+++ DATA +++
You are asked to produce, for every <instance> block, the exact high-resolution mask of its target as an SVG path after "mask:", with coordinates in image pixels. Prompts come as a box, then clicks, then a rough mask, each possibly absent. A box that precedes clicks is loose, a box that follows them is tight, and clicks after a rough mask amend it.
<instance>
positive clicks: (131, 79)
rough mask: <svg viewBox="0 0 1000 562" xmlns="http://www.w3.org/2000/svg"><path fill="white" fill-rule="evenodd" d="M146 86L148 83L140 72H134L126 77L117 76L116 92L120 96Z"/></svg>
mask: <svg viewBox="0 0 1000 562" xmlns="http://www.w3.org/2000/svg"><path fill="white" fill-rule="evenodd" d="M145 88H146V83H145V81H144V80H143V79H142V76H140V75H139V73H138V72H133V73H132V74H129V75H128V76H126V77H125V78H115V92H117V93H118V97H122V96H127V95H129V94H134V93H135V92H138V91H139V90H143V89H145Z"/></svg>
+++
■ WHAT IS EXPECTED
You are asked to copy all of the entries above exactly.

■ RESULT FOR THIS EXERCISE
You are asked to produce, for every <instance> block, the exact high-resolution mask of its target as an SVG path after "mask:", with coordinates in image pixels. Prompts come as a box, then clicks, then a rough mask, each possibly absent. A box that precedes clicks is loose, a box that follows them is tight, and clicks after a rough mask amend it.
<instance>
positive clicks: (131, 79)
rough mask: <svg viewBox="0 0 1000 562" xmlns="http://www.w3.org/2000/svg"><path fill="white" fill-rule="evenodd" d="M146 86L148 83L140 72H134L126 77L117 76L116 92L120 96Z"/></svg>
mask: <svg viewBox="0 0 1000 562" xmlns="http://www.w3.org/2000/svg"><path fill="white" fill-rule="evenodd" d="M145 88H146V83H145V81H144V80H143V79H142V76H140V75H139V73H138V72H133V73H132V74H129V75H128V76H126V77H125V78H115V92H117V93H118V97H122V96H127V95H129V94H134V93H135V92H138V91H139V90H143V89H145Z"/></svg>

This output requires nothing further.